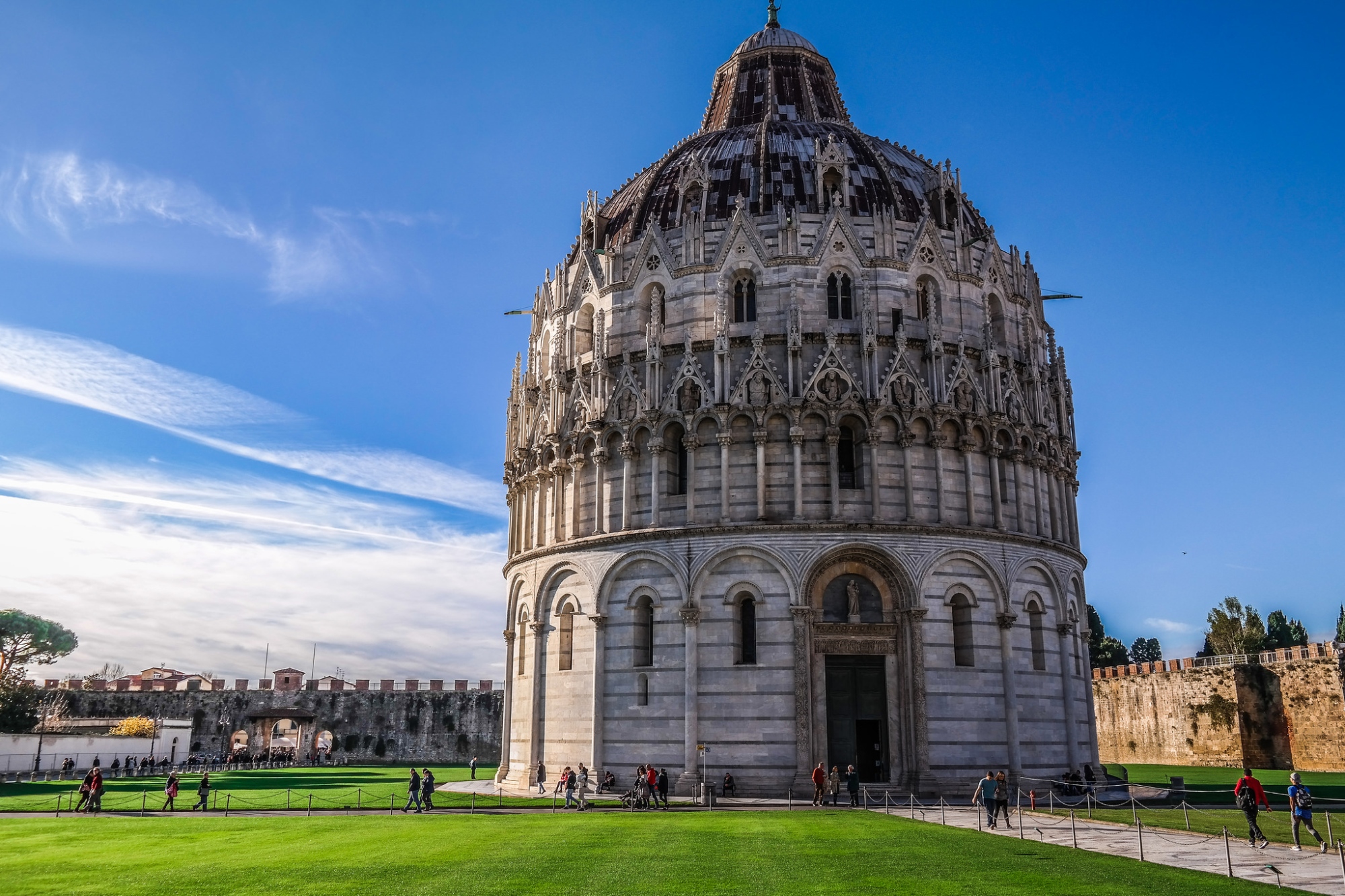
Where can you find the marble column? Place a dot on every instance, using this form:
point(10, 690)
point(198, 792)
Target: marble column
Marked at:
point(627, 482)
point(1007, 665)
point(578, 462)
point(599, 682)
point(601, 510)
point(726, 440)
point(875, 477)
point(835, 466)
point(1067, 685)
point(797, 444)
point(656, 485)
point(508, 710)
point(691, 775)
point(692, 443)
point(759, 438)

────────

Copy out the items above with each "marble column" changed to "stone pillar" and nothing else altered. Omit the pictures.

Where can you find the stone pillar? Place a dot on every instance, using this form:
point(10, 690)
point(198, 792)
Target: stone pillar
Marked at:
point(627, 482)
point(1007, 665)
point(578, 462)
point(599, 682)
point(601, 510)
point(726, 440)
point(875, 477)
point(835, 466)
point(1067, 685)
point(797, 444)
point(656, 485)
point(508, 710)
point(691, 775)
point(692, 443)
point(759, 438)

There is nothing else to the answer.